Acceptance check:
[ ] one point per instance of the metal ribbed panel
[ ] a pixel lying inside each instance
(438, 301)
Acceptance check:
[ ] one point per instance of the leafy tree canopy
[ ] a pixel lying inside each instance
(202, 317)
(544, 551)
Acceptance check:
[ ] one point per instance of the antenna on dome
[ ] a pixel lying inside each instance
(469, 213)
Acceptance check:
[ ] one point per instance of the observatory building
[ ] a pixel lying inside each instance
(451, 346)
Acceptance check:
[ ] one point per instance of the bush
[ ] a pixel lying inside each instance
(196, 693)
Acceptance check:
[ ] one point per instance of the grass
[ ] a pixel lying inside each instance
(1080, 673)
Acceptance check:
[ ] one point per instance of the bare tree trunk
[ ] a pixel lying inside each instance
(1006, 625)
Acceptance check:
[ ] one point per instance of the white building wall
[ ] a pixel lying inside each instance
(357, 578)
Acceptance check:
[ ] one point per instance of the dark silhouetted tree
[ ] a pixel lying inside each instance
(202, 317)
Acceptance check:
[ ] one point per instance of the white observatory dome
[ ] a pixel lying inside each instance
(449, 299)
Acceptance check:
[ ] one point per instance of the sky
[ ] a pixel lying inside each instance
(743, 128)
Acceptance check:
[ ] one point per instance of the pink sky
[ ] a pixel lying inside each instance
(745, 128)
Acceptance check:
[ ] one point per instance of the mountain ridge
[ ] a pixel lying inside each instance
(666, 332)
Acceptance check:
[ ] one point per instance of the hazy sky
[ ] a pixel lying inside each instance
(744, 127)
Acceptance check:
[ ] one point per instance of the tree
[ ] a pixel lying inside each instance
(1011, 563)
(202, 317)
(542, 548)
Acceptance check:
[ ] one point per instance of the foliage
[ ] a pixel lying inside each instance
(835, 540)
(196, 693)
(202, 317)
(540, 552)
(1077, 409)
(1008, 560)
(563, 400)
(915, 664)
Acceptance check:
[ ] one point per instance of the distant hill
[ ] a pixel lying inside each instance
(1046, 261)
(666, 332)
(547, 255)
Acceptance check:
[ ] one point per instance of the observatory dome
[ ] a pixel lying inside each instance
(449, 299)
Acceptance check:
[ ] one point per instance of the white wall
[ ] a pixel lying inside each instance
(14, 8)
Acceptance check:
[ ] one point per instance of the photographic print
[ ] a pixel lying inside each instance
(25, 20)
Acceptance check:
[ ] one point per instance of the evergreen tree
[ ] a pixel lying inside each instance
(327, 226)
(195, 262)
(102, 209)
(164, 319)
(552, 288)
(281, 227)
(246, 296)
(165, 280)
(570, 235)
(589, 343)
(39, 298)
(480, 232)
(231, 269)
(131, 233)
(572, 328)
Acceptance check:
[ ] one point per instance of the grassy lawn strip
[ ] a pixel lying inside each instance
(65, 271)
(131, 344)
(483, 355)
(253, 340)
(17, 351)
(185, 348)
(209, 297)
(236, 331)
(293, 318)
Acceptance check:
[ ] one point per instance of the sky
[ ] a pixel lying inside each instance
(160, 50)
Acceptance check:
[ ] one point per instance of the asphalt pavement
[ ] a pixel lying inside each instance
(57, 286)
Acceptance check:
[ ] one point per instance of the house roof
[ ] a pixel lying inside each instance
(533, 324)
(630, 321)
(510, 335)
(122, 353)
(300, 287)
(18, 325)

• What the task requires:
Within the listing above, find every line containing the string "white" and return it.

• Exercise answer:
[ ] one point per instance of the white building wall
[ ] one point per instance of the white observatory dome
[ ] one point per instance of the white wall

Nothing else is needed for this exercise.